• [DIRECTIVE]: Rewrite the listing from the line with "One marker belongs on each instance of the ship mast." to the line with "[(300, 210)]", changing "marker" to "point" and leaving everything else as it is. Return only those lines.

• [THE DATA]:

##############################

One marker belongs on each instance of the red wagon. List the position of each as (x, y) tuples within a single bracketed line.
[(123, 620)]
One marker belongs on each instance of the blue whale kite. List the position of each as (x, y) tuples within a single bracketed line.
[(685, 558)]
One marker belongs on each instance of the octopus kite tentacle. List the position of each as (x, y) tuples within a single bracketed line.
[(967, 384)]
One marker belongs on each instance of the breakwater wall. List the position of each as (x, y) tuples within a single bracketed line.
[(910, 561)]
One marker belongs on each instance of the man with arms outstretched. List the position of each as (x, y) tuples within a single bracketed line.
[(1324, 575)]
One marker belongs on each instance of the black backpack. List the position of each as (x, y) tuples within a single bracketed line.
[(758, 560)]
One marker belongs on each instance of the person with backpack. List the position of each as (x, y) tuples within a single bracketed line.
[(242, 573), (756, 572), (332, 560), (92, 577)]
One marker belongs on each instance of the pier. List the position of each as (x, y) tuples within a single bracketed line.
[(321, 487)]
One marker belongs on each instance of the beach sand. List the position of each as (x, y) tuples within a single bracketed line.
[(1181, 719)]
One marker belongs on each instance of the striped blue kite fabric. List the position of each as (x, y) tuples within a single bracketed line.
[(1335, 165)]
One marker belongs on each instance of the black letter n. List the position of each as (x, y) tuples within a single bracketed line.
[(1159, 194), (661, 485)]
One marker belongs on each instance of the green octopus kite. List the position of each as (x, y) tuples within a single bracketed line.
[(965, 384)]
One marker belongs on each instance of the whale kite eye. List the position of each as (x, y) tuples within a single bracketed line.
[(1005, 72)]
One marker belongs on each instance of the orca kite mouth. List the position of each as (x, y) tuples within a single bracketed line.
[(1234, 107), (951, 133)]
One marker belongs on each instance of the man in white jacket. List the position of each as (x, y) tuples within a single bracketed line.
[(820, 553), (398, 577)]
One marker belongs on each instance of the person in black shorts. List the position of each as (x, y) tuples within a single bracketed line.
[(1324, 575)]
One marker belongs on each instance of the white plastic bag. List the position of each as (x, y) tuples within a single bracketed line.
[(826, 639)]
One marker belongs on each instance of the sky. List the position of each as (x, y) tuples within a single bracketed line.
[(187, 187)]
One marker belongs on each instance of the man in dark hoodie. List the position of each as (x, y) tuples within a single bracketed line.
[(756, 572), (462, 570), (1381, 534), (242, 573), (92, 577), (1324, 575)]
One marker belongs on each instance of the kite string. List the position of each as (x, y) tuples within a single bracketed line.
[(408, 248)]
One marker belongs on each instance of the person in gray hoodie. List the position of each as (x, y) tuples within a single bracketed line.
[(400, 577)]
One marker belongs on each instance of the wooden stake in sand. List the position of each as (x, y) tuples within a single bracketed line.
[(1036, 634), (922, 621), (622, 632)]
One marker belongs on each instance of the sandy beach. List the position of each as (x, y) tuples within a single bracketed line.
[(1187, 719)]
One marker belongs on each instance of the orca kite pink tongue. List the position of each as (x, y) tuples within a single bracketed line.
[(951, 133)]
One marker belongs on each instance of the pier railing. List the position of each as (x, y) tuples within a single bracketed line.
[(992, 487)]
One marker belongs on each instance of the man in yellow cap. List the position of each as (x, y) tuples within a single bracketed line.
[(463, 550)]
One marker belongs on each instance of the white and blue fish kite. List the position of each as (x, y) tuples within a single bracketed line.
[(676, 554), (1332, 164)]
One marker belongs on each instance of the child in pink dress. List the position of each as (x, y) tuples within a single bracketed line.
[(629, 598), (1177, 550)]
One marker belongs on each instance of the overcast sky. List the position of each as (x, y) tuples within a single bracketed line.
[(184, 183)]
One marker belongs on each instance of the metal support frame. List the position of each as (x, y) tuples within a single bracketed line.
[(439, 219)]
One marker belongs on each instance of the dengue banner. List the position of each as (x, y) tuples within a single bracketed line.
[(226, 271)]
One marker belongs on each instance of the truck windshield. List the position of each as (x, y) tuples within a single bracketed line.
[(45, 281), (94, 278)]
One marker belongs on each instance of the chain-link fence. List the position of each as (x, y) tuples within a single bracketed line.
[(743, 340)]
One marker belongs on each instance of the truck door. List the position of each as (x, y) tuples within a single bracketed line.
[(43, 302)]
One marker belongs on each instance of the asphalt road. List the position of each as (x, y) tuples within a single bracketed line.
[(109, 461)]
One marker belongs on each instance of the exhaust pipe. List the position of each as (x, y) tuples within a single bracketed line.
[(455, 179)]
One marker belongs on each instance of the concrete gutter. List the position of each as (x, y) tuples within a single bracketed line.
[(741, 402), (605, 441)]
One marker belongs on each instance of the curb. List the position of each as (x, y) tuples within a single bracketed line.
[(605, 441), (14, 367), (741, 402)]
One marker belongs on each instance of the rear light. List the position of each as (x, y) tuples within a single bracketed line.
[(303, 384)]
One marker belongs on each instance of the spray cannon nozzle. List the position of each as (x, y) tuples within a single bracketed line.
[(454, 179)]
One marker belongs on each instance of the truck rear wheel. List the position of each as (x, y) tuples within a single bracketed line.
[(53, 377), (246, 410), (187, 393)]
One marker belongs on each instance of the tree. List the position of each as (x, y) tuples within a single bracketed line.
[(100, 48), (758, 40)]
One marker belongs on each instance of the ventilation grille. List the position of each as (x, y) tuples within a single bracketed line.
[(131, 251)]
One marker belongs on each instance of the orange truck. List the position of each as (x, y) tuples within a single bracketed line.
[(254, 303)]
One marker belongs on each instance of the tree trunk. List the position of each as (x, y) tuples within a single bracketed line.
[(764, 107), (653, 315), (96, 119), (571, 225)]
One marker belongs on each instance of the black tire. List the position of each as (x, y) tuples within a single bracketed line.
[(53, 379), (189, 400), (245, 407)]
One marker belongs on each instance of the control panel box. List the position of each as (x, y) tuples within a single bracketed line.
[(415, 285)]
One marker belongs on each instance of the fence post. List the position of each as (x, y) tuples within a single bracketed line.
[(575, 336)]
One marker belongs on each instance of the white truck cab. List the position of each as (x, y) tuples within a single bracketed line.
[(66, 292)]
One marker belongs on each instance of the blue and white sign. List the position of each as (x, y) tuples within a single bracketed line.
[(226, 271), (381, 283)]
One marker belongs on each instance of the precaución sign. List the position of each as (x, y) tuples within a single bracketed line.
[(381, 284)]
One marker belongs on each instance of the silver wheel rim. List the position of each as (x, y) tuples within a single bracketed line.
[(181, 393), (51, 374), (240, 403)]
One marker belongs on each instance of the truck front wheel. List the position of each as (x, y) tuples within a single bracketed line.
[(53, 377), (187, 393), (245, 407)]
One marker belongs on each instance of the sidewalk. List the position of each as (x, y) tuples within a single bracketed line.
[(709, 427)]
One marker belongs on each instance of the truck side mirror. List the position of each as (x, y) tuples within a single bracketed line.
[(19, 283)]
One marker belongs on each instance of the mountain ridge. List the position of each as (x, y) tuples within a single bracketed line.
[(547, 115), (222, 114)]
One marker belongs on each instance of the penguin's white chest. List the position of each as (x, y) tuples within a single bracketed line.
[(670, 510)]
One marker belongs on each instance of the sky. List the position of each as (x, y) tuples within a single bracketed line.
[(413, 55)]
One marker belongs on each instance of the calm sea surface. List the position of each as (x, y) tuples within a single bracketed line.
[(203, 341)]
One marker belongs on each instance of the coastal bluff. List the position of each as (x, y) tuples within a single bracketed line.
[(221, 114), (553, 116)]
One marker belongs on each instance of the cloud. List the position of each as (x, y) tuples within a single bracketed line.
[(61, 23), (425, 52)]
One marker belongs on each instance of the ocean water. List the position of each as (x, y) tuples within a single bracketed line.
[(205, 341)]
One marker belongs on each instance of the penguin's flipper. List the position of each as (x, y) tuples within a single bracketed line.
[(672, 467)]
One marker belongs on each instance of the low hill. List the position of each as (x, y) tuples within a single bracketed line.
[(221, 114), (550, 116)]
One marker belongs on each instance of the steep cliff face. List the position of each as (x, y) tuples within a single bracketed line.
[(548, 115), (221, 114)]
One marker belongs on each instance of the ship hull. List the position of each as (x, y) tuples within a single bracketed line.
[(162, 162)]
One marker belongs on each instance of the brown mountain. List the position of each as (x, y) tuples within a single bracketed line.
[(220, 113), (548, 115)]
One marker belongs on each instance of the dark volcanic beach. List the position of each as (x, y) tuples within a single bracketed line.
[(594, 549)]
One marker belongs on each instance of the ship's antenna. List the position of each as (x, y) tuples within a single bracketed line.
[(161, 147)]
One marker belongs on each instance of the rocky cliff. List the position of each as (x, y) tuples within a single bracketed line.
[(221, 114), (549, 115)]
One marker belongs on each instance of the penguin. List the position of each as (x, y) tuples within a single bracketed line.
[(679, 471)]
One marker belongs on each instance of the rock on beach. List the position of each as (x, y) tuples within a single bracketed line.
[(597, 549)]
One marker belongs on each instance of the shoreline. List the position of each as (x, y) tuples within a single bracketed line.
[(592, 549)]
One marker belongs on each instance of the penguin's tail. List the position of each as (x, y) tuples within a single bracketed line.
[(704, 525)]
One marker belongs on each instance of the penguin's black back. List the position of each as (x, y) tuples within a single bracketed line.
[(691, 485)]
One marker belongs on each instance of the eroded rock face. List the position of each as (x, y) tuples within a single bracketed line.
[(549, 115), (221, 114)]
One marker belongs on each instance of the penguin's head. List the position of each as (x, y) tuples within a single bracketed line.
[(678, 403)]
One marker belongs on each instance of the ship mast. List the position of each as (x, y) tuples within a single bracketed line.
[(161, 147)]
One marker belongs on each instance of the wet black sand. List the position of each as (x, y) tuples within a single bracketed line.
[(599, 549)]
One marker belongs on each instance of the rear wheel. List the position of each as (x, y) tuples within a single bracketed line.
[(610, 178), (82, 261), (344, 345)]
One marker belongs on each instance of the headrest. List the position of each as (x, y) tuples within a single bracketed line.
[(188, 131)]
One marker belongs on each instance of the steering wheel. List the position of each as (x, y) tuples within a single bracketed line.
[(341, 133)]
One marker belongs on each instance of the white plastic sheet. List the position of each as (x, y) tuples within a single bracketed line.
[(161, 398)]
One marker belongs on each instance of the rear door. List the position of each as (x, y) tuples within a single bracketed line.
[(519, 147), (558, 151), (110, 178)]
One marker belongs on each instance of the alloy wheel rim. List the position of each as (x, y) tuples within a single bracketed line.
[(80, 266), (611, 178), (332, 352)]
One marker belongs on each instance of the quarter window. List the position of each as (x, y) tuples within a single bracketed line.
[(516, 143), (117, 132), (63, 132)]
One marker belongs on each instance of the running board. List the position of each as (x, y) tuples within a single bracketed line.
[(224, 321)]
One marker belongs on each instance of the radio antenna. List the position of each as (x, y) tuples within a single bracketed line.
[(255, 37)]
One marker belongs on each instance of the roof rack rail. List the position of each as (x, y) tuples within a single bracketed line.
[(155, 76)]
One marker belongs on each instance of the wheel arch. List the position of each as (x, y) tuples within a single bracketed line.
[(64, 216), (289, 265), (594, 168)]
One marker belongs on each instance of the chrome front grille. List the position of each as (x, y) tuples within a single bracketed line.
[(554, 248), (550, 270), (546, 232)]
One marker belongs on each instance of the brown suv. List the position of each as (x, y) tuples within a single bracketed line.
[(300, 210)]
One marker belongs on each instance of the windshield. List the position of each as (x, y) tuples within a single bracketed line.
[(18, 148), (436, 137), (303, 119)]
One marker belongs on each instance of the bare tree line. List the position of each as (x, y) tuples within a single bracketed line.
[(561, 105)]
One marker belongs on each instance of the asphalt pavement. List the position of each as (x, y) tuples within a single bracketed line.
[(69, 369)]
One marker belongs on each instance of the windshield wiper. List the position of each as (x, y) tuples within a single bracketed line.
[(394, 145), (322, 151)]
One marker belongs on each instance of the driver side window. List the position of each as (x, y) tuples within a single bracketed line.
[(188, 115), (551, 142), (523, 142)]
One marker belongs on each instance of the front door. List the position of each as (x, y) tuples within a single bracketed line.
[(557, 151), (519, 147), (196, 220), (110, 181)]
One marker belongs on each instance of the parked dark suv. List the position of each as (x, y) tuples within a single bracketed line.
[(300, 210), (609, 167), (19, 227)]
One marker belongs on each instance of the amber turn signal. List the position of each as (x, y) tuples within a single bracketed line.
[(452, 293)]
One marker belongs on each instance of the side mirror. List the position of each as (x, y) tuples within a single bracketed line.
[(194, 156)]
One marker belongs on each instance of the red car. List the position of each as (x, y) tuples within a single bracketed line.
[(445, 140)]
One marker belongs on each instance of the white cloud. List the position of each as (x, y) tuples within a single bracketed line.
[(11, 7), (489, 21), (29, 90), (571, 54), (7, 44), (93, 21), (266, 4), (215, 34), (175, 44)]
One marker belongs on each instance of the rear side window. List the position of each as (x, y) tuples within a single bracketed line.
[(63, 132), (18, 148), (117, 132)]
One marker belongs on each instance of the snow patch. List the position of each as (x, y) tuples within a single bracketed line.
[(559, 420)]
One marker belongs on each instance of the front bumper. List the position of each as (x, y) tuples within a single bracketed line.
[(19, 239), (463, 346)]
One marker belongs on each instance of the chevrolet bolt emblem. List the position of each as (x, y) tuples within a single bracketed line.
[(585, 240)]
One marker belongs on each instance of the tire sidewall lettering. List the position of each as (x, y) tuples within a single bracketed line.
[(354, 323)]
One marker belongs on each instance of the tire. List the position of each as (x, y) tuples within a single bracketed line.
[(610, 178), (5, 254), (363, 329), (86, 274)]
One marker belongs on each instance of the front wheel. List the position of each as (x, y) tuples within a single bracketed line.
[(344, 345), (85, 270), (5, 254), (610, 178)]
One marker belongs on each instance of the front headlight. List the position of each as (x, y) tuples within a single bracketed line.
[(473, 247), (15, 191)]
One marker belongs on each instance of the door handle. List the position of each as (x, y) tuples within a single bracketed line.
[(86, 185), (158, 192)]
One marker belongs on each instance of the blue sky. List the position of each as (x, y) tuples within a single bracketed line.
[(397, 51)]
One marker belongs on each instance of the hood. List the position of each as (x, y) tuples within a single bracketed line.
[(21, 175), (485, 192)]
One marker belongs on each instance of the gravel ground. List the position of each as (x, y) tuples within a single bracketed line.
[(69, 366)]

##############################

• [OUTPUT OF THE TASK]:
One point belongs on each instance of the ship mast. List the position of each as (x, y) tuples within a single bracketed line.
[(161, 147)]
One point belongs on each instance of the wet black sand. List the position of each as (x, y) tuples within a single bracketed line.
[(599, 549)]
One point belongs on each instance of the rear wheel. List the position of each as (x, y) tuples within a single bracketed line.
[(610, 178), (82, 261), (344, 345)]
One point belongs on each instance of the headrest. List the position of each as (x, y) tuples within a single bracketed line.
[(188, 131)]
One point belongs on each instance of the steering wheel. List the position of each as (x, y) tuples within a single bracketed line.
[(341, 133)]
One point belongs on each instance of the white plastic sheet. List the position of each as (x, y) tuples within a single bracketed line.
[(161, 398)]
One point belongs on each instance of the rear door. List the position of each as (x, y) tuples within a single bracketed line.
[(519, 147), (558, 151), (110, 178)]
One point belongs on each instance of the alloy wheel rim. List the position of each as (x, y) tuples within a single bracketed line.
[(80, 266), (611, 178), (332, 352)]
One point belongs on each instance of the quarter window. List the position of each as (x, y) tuples within a single bracketed line.
[(516, 143), (117, 132), (63, 132)]
One point belongs on each instance of the running board. List the position of each as (x, y) tuples within a single bracketed line.
[(224, 321)]
One point belongs on each instance of the radio antenna. List the position of each as (x, y) tuples within a single bracketed line.
[(255, 37)]
One point belongs on each instance of the roof rack rail. List the position of each as (x, y) tuples within a single bracketed line.
[(155, 76)]
One point belongs on each instance of the wheel arch. List the position of each as (x, y) tuples within a single bracketed line.
[(64, 216), (289, 265), (594, 168)]
One point belongs on each instance of the chrome front grille. List the position of each as (x, y) tuples within a single bracketed line.
[(554, 248), (550, 270), (546, 232)]
One point belongs on each instance of the brown suv. List the position of each as (x, y) tuples within a single bracketed line.
[(300, 210)]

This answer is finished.